[Labeled-object pointing entries]
··········

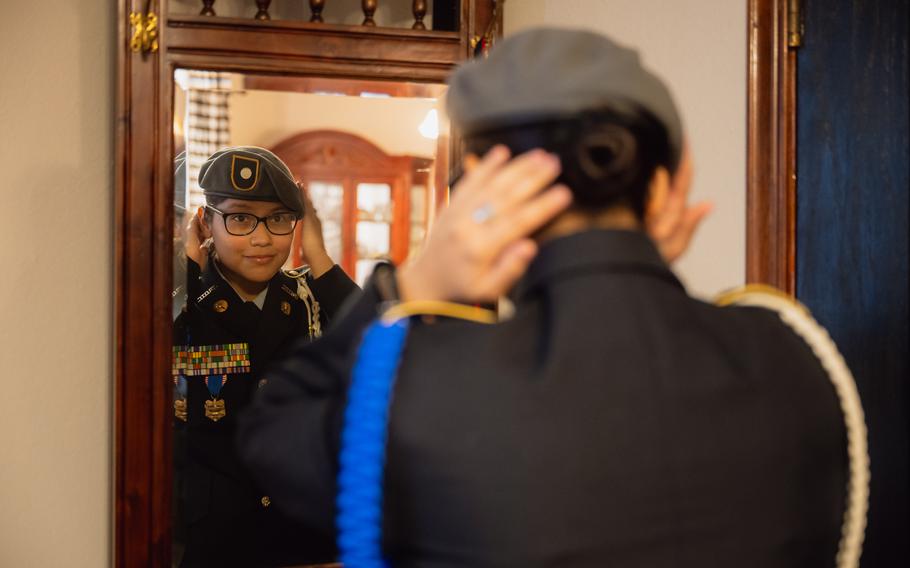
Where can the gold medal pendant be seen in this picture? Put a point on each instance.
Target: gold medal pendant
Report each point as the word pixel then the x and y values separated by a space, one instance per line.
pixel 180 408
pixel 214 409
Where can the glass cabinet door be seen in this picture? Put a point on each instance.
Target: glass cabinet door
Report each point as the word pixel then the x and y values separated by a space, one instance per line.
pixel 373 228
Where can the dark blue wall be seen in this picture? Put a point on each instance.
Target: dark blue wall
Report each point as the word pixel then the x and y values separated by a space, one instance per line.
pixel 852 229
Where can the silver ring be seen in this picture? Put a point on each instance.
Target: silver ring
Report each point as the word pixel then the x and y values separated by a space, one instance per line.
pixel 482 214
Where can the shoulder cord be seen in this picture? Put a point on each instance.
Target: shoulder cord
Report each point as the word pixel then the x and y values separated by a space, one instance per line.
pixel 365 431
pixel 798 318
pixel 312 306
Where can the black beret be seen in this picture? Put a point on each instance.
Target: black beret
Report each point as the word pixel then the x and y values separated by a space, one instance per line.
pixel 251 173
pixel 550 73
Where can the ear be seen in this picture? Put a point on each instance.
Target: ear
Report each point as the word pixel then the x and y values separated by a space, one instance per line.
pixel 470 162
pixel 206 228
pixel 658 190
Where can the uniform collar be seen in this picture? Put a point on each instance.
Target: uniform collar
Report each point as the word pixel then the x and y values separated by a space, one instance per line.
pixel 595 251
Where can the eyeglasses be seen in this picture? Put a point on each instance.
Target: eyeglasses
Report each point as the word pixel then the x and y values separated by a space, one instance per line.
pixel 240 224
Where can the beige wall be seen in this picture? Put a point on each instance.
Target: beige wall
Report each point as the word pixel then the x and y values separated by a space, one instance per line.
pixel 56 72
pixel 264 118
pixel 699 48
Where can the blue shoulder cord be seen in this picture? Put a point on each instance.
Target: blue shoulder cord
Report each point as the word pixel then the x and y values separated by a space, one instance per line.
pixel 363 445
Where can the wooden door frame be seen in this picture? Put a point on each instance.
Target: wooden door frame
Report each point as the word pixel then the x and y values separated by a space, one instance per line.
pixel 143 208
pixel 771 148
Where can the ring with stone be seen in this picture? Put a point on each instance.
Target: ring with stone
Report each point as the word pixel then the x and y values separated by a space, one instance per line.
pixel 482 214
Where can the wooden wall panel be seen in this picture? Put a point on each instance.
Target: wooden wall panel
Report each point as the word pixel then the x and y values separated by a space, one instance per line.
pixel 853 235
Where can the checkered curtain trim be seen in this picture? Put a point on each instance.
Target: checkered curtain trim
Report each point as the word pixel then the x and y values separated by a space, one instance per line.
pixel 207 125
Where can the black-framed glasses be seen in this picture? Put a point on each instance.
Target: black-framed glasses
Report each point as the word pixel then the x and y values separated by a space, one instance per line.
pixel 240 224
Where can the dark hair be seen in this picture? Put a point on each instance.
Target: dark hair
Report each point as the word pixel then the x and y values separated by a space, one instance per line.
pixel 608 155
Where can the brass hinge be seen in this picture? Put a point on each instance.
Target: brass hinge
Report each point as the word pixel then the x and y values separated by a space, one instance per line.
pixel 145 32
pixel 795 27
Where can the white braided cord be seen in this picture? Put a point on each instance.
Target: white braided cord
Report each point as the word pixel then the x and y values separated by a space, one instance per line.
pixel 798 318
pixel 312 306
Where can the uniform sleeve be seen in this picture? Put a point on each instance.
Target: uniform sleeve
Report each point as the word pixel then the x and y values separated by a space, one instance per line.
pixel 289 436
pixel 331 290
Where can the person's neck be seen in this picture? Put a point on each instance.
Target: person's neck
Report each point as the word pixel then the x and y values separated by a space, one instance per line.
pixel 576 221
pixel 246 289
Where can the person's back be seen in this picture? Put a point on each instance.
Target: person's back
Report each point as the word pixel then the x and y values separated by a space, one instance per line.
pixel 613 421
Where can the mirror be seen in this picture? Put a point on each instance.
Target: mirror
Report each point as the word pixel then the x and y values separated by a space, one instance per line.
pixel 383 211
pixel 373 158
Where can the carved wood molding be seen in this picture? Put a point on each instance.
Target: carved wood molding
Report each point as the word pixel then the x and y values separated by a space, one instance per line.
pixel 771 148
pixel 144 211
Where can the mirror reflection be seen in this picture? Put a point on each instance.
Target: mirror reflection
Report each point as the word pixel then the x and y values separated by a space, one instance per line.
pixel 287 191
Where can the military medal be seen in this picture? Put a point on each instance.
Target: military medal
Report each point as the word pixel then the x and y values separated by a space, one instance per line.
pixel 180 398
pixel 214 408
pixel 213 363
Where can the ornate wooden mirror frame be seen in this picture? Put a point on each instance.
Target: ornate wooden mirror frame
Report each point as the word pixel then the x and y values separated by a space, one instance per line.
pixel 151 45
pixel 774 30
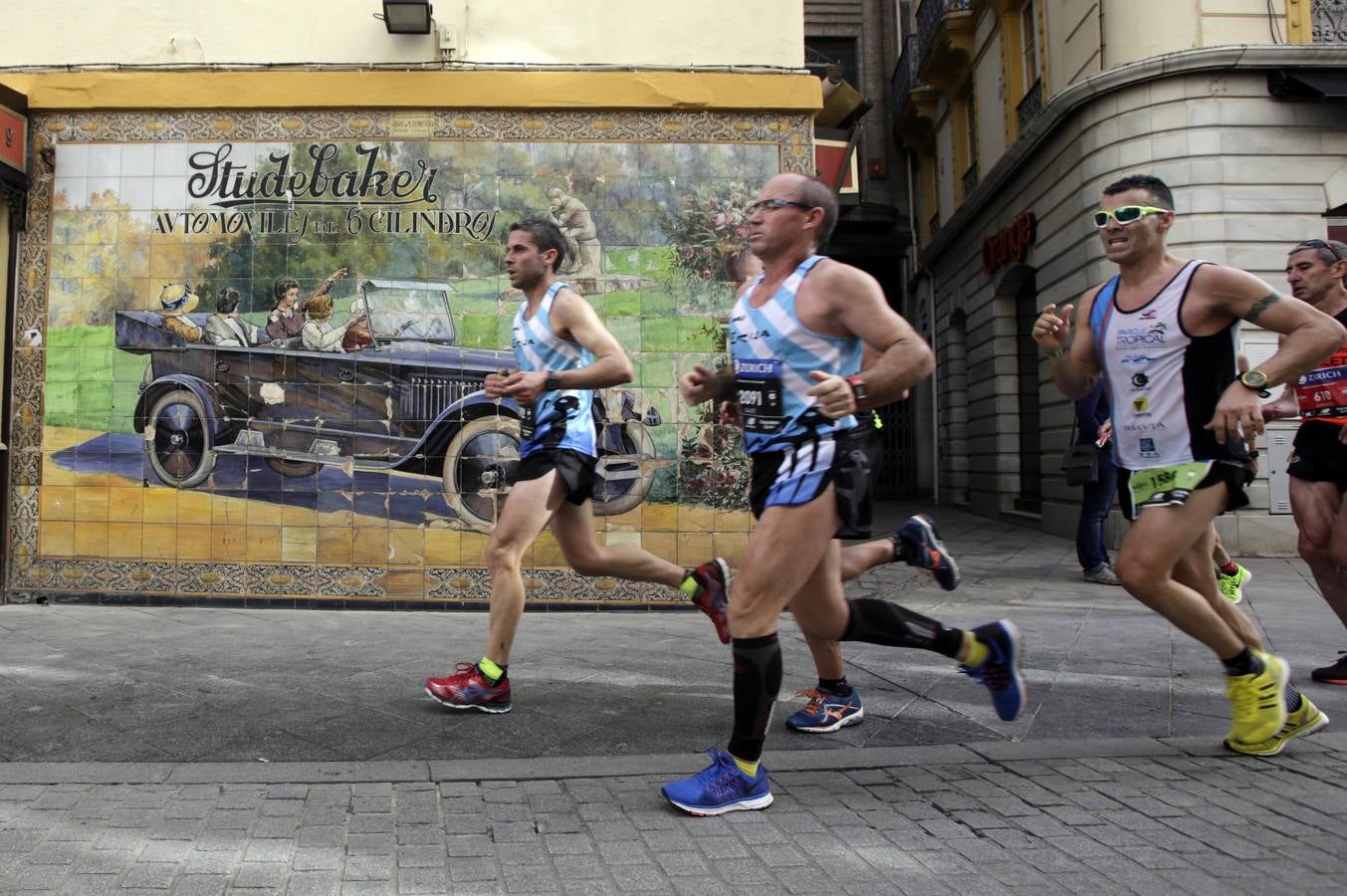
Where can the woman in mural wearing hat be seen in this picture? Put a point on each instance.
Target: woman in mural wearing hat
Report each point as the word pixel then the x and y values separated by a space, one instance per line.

··········

Exercise brief: Set out every line above as a JSON list of strings with one string per line. Leave out blank lines and the pictures.

Answer below:
[
  "Where can the gold medal pendant be seen in this picture? Put a point on each instance.",
  "Target: gold medal pendant",
  "Report each point as the word pixel then the x and y values separated by a space, one instance per line.",
  "pixel 180 408",
  "pixel 214 409",
  "Where can the glass cabinet door be seen in this picture? Put a point on each instance.",
  "Target: glass cabinet door",
  "Report each point as the word pixel then the x and y values separated by a space, one instance per line.",
  "pixel 373 228",
  "Where can the dark blue wall be seen in this picture? Put a point on each instance.",
  "Target: dark blue wall",
  "Report each point as the word pixel then the x and y values separated by a space, one instance per line.",
  "pixel 852 229",
  "Where can the silver ring be seen in this picture? Put a point on each instance.",
  "Target: silver ring",
  "Report each point as the word pixel then the x and y values separated by a space, one instance per line.",
  "pixel 482 214",
  "Where can the shoulder cord be seen in this picture? Put a point on each instance.",
  "Target: shoulder cord",
  "Report each point as the word pixel then the x and y values separated by a space, one instance per line.",
  "pixel 365 431",
  "pixel 798 318",
  "pixel 312 306",
  "Where can the black beret be seen in this picture? Put a point on each instance.",
  "Target: black beret",
  "Report each point as the word pixel then the x and y values separated by a space, one instance per line.",
  "pixel 251 173",
  "pixel 550 73",
  "Where can the ear be seen in this picture? Put a point on each instance.",
  "Target: ear",
  "Report each point as the word pixel then the x and y values separated by a space, one instance per line.",
  "pixel 470 162",
  "pixel 206 228",
  "pixel 658 190",
  "Where can the uniform collar be seen in this picture? Put a point on each instance.",
  "Target: uniform collar",
  "Report each point as the word pixel then the x and y values separated by a space, one instance per line.",
  "pixel 595 251",
  "Where can the eyeglasses be seen in this picture? Put a point on each instance.",
  "Target: eyeglasses",
  "Report each point as the word pixel then the x and y values separated by a space, one instance per line.",
  "pixel 240 224",
  "Where can the beige wall be seen in this picture? Put a point on each instance.",
  "Target: beige wall",
  "Report each point as the word pixel then the x and y values separated by a space, one instance per line.",
  "pixel 56 72",
  "pixel 264 118",
  "pixel 699 48",
  "Where can the blue shoulder cord be seen in this picture? Put a point on each instance.",
  "Target: blue shoulder cord",
  "Report each point as the word pixel then the x and y values separated by a space, one instance per line.",
  "pixel 363 445",
  "Where can the wooden door frame be seen in this picture? Put a point on each instance.",
  "Target: wooden door frame",
  "Report each point as the word pixel then the x and y values separated by a space, one instance per line.",
  "pixel 143 208",
  "pixel 771 148",
  "Where can the ring with stone be seen in this picture? Put a point on each instance.",
  "Target: ring with stone",
  "Report each point as the word pixel then the x and y values separated by a space, one instance per line.",
  "pixel 482 214",
  "Where can the wooden wall panel be seen in this picture? Put a point on each instance.",
  "Target: wooden wall panel",
  "Report each point as the word pixel then the x and y values separated by a space, one instance per line.",
  "pixel 853 235",
  "Where can the checkered curtain trim be seen in this picture? Put a point on each instance.",
  "Target: checkered curtain trim",
  "Report each point as the word pixel then the x and y values separated by a space, one instance per line.",
  "pixel 207 125",
  "Where can the black-framed glasses be seen in this picture? Put a point on each instance.",
  "Target: black-framed glasses",
  "Report each point as the word pixel then the x and y values separated by a space, one instance per line.",
  "pixel 240 224",
  "Where can the dark hair be seen in this picture? Put a point on each instance.",
  "Target: dark hair",
  "Report each point as the word pixel then the x and y values separated by a space, one instance per line.",
  "pixel 608 155",
  "Where can the brass hinge be seen in this picture? Put a point on each instance.",
  "Target: brass hinge",
  "Report each point as the word pixel then the x and y values separated by a space, one instance per line.",
  "pixel 145 32",
  "pixel 795 27",
  "Where can the white braided cord be seen in this picture? Put a point on each instance.",
  "Target: white braided cord",
  "Report each point as the word pixel then the x and y values separated by a space, one instance per line.",
  "pixel 798 318",
  "pixel 312 306",
  "Where can the uniform sleeve be seen in this picture? Put a point on each instance.",
  "Target: uniform sleeve",
  "Report each point as the word pixel then the x and y values separated by a space, one instance per line.",
  "pixel 289 436",
  "pixel 331 290",
  "Where can the person's neck be seen in this picture? Put a point on each instance.",
  "Target: person's neck",
  "Report each point as the word pixel then the x and y values separated by a space, one instance per line.",
  "pixel 576 221",
  "pixel 246 289",
  "Where can the person's back be seen in this picture? Put a point on each instance.",
  "Target: person's back",
  "Report each point as the word pixel then the x and y values separated by a space, one instance per line.",
  "pixel 613 421",
  "Where can the mirror be seen in this picture? Put a point on each instance.",
  "Target: mirror",
  "Report each point as the word pixel then the x and y values separated by a space, one instance per line.",
  "pixel 383 211",
  "pixel 373 158",
  "Where can the carved wood molding be seen in this picture? Put a point on each instance.",
  "Target: carved wood molding",
  "Report each point as the word pixel then the x and y values separated by a space, one instance per line.",
  "pixel 771 148",
  "pixel 144 211",
  "Where can the mirror reflection be seen in this picture? Put a point on each instance.",
  "Target: mirror reflection",
  "Report each point as the word pixel then the x and y values separated by a space, one instance per line.",
  "pixel 287 191",
  "Where can the military medal be seen in this picture? Put a point on each instance.",
  "Target: military medal",
  "Report each point as the word pixel then the x and y values separated by a space, one instance per line.",
  "pixel 180 398",
  "pixel 214 408",
  "pixel 213 363",
  "Where can the ornate wooden mirror frame be seen in this picture? Put a point on each instance.",
  "Target: ornate wooden mirror frame",
  "Report each point as the word pixel then the x and y values separated by a space, one instance per line.",
  "pixel 151 45",
  "pixel 774 30",
  "Where can the woman in mural wearing hat be seen in this picture? Put a point on each instance.",
  "Target: woman in mural wearing hat",
  "Report each point as the word pixel then the x and y values separated by a space, one instance per line."
]